:: Written problem ::
Return every line of the data below as a JSON list of strings, one string per line, leaving out blank lines and the pictures.
□ □ □ □
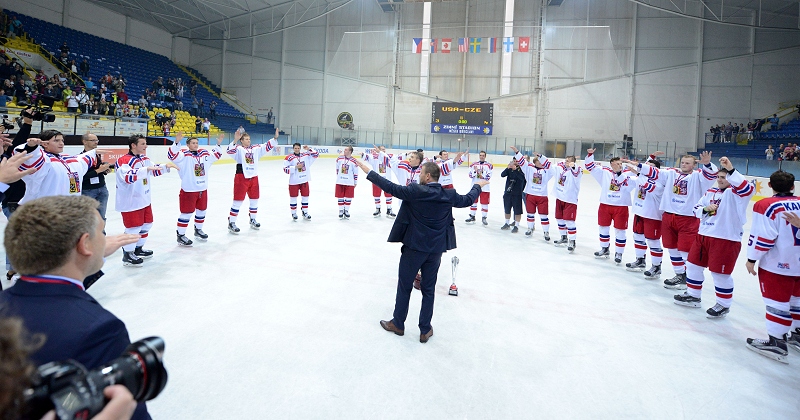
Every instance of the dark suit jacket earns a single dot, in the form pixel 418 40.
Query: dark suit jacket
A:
pixel 425 220
pixel 75 325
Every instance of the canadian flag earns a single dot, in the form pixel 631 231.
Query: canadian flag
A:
pixel 524 43
pixel 446 45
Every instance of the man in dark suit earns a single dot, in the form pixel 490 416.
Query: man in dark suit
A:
pixel 424 225
pixel 55 242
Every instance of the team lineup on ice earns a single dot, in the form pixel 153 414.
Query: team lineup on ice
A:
pixel 299 269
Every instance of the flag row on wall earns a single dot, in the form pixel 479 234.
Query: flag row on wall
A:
pixel 472 45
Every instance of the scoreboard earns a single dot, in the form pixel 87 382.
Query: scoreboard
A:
pixel 462 118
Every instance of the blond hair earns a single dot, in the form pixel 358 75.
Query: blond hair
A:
pixel 41 234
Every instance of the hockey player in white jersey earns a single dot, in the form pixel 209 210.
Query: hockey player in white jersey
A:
pixel 134 172
pixel 245 182
pixel 381 163
pixel 774 244
pixel 193 165
pixel 647 219
pixel 616 186
pixel 683 187
pixel 346 180
pixel 297 166
pixel 538 173
pixel 568 185
pixel 481 171
pixel 722 212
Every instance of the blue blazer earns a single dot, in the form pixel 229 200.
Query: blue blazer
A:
pixel 425 220
pixel 74 324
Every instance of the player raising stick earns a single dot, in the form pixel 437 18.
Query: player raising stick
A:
pixel 245 182
pixel 193 165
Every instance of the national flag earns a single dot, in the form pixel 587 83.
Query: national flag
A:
pixel 475 45
pixel 446 45
pixel 524 43
pixel 508 44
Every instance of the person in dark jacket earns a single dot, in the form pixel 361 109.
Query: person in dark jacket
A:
pixel 424 225
pixel 512 194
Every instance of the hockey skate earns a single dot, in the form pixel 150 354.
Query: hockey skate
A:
pixel 233 229
pixel 653 273
pixel 184 241
pixel 602 253
pixel 774 348
pixel 678 282
pixel 199 234
pixel 717 312
pixel 638 265
pixel 687 300
pixel 794 339
pixel 143 253
pixel 129 259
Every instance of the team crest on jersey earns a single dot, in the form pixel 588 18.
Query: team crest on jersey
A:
pixel 681 187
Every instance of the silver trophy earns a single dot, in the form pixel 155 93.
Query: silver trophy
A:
pixel 453 288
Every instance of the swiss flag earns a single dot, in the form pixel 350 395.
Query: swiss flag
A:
pixel 446 45
pixel 524 43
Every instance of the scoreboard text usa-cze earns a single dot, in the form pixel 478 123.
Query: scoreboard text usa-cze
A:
pixel 462 118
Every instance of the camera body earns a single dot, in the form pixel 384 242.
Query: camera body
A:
pixel 41 111
pixel 76 393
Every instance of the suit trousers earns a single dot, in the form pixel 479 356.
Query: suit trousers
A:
pixel 411 262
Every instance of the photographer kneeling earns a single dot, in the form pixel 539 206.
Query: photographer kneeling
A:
pixel 55 242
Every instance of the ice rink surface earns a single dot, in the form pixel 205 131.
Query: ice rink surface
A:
pixel 283 322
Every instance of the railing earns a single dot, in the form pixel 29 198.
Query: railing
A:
pixel 557 148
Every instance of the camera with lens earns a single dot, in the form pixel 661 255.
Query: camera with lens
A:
pixel 75 393
pixel 41 111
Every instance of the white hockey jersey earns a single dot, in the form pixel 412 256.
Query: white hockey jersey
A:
pixel 731 214
pixel 297 175
pixel 346 171
pixel 537 178
pixel 568 183
pixel 446 168
pixel 682 191
pixel 133 182
pixel 773 241
pixel 481 171
pixel 247 157
pixel 615 188
pixel 56 174
pixel 193 166
pixel 380 163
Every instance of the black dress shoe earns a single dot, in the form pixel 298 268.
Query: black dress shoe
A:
pixel 389 326
pixel 423 338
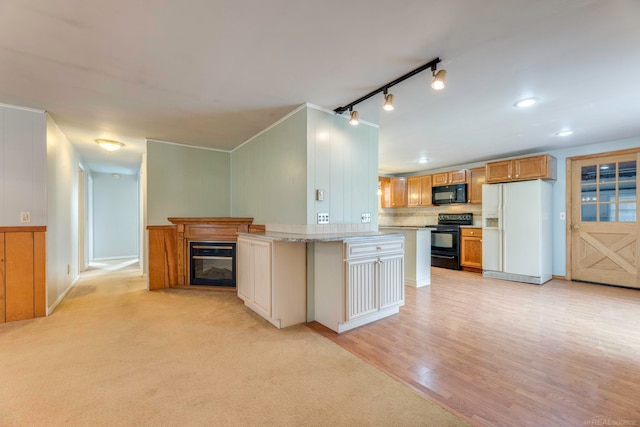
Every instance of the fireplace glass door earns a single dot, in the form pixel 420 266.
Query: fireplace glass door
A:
pixel 213 263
□ □ □ □
:: Solution for this task ::
[
  "Every instance of the dark suit jacket earns a single dot, in the form pixel 418 40.",
  "Query: dark suit jacket",
  "A:",
  "pixel 425 220",
  "pixel 75 325",
  "Every instance of the canadian flag earns a single dot, in the form pixel 631 231.",
  "Query: canadian flag",
  "A:",
  "pixel 524 43",
  "pixel 446 45",
  "Every instance of the man in dark suit earns a single dot, in the form pixel 490 416.",
  "Query: man in dark suit",
  "A:",
  "pixel 424 225",
  "pixel 55 242",
  "Every instance of the team lineup on ice earns a single dot, in the form pixel 153 414.",
  "Query: team lineup on ice",
  "A:",
  "pixel 299 269",
  "Every instance of the flag row on wall earns a single dot, in the form pixel 479 234.",
  "Query: flag row on wall",
  "A:",
  "pixel 472 45",
  "Every instance of the scoreboard earns a single dot, in the form pixel 87 382.",
  "Query: scoreboard",
  "A:",
  "pixel 462 118",
  "Every instance of the blond hair earns a single dot, in the form pixel 358 75.",
  "Query: blond hair",
  "A:",
  "pixel 41 234",
  "Every instance of the hockey player in white jersey earns a single dot, in the form pixel 209 210.",
  "Query: hockey player in white jersey",
  "A:",
  "pixel 134 172",
  "pixel 245 182",
  "pixel 381 163",
  "pixel 774 244",
  "pixel 193 165",
  "pixel 647 219",
  "pixel 616 186",
  "pixel 683 187",
  "pixel 346 180",
  "pixel 297 166",
  "pixel 538 173",
  "pixel 568 185",
  "pixel 481 171",
  "pixel 722 212",
  "Every instance of the blue blazer earns a single dot, in the form pixel 229 200.",
  "Query: blue blazer",
  "A:",
  "pixel 425 220",
  "pixel 74 324",
  "Every instance of the player raising stick earns a single dot, in the form pixel 437 18.",
  "Query: player raising stick",
  "A:",
  "pixel 245 182",
  "pixel 193 165",
  "Every instance of the national flag earns a single dot, in the form pixel 587 83.",
  "Query: national flag",
  "A:",
  "pixel 475 45",
  "pixel 446 45",
  "pixel 524 43",
  "pixel 508 44",
  "Every instance of the person in dark jacket earns a single dot, in the form pixel 361 109.",
  "Query: person in dark jacket",
  "A:",
  "pixel 424 225",
  "pixel 512 194",
  "Every instance of the hockey skate earns a single dot, in the form pixel 150 354.",
  "Query: hockey skate",
  "A:",
  "pixel 233 229",
  "pixel 653 273",
  "pixel 184 241",
  "pixel 602 253",
  "pixel 774 348",
  "pixel 678 282",
  "pixel 199 234",
  "pixel 717 312",
  "pixel 638 265",
  "pixel 687 300",
  "pixel 794 339",
  "pixel 143 253",
  "pixel 129 259",
  "Every instance of the team crest on jersey earns a single dot, in the form pixel 588 18.",
  "Query: team crest on jersey",
  "A:",
  "pixel 681 187",
  "Every instance of the silver trophy earns a single dot, in the form pixel 155 93.",
  "Query: silver trophy",
  "A:",
  "pixel 453 288",
  "Every instance of the swiss flag earns a single dot, in the form pixel 350 395.",
  "Query: swiss flag",
  "A:",
  "pixel 446 45",
  "pixel 524 43",
  "Every instance of the scoreboard text usa-cze earns a single dot, in the form pixel 478 123.",
  "Query: scoreboard text usa-cze",
  "A:",
  "pixel 462 118",
  "Every instance of the camera body earns a single dot, in the form pixel 384 242.",
  "Query: camera body",
  "A:",
  "pixel 41 111",
  "pixel 76 393",
  "Every instance of the suit trousers earns a single dot, in the form pixel 479 356.",
  "Query: suit trousers",
  "A:",
  "pixel 411 262",
  "Every instance of the photographer kneeling earns a single dot, in the form pixel 539 206.",
  "Query: photographer kneeling",
  "A:",
  "pixel 55 242",
  "Every instance of the ice rink surface earns a single dot, in the form pixel 205 131.",
  "Query: ice rink surface",
  "A:",
  "pixel 283 322",
  "Every instance of the railing earns a single dot, in the form pixel 29 198.",
  "Query: railing",
  "A:",
  "pixel 557 148",
  "Every instance of the camera with lens earns a single dot, in the form pixel 661 255.",
  "Query: camera with lens",
  "A:",
  "pixel 75 393",
  "pixel 41 111",
  "Every instance of the white hockey jersey earns a single dot, in the form pixel 412 256.",
  "Query: white hockey jersey",
  "A:",
  "pixel 731 214",
  "pixel 297 175",
  "pixel 346 171",
  "pixel 537 178",
  "pixel 568 183",
  "pixel 446 168",
  "pixel 682 191",
  "pixel 133 182",
  "pixel 773 241",
  "pixel 481 171",
  "pixel 247 157",
  "pixel 615 188",
  "pixel 56 174",
  "pixel 193 166",
  "pixel 380 163",
  "Every instance of the black dress shoe earns a single dot, in the form pixel 298 268.",
  "Query: black dress shoe",
  "A:",
  "pixel 389 326",
  "pixel 423 338",
  "Every instance of the fireplace glass door earns a single dot, in the form pixel 420 266.",
  "Query: fireplace glass door",
  "A:",
  "pixel 213 263"
]